EXERCISE TASK: Could you copy out each of the rows below word for word, leaving out the pictures?

━━━━

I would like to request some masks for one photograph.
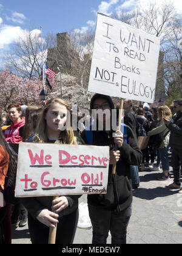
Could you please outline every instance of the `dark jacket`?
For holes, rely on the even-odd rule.
[[[169,146],[182,150],[182,111],[179,111],[167,128],[170,130]]]
[[[95,95],[93,97],[94,99],[96,98]],[[99,98],[99,95],[98,98]],[[107,101],[110,104],[112,101],[110,97]],[[93,101],[91,100],[90,107],[92,106]],[[110,107],[113,108],[112,105],[113,105],[112,102]],[[142,161],[142,153],[138,148],[135,136],[130,127],[127,128],[127,143],[124,141],[122,147],[120,149],[120,159],[116,163],[115,174],[112,173],[112,165],[109,165],[107,193],[89,194],[87,196],[89,205],[120,212],[131,204],[132,190],[130,166],[140,164]],[[109,146],[112,149],[114,147],[112,132],[113,131],[110,130],[108,134],[105,130],[92,131],[92,144],[96,146]],[[85,131],[83,132],[81,137],[87,144]]]
[[[134,132],[134,134],[136,137],[136,118],[135,112],[132,109],[128,112],[126,112],[124,115],[124,123],[131,128],[132,131]]]
[[[138,137],[139,124],[143,126],[147,135],[150,130],[149,121],[144,116],[136,116],[136,133],[137,137]]]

━━━━

COMPLETE RESPONSE:
I would like to request some masks for one photograph.
Could you please outline every instance of the `dark jacket`?
For holes, rely on the even-odd rule.
[[[169,146],[182,150],[182,111],[179,111],[167,128],[170,130]]]
[[[95,95],[93,97],[94,99],[96,98]],[[99,98],[99,95],[98,98]],[[107,101],[110,104],[112,101],[110,97]],[[93,101],[91,100],[90,107],[92,106]],[[110,107],[113,108],[112,105],[113,105],[112,102]],[[142,161],[142,153],[138,148],[135,136],[130,127],[127,128],[127,143],[124,141],[122,147],[120,149],[120,159],[116,163],[115,174],[112,173],[112,165],[109,165],[107,193],[89,194],[87,196],[89,205],[120,212],[131,204],[132,190],[130,166],[140,164]],[[109,146],[112,149],[114,147],[112,132],[113,131],[110,130],[108,134],[105,130],[92,131],[92,144],[96,146]],[[85,131],[83,132],[81,137],[87,144]]]
[[[134,132],[134,134],[136,137],[136,118],[135,112],[132,109],[128,112],[126,112],[124,115],[124,123],[131,128],[132,131]]]
[[[138,137],[139,124],[143,126],[147,135],[150,130],[149,121],[144,116],[136,116],[136,133],[137,137]]]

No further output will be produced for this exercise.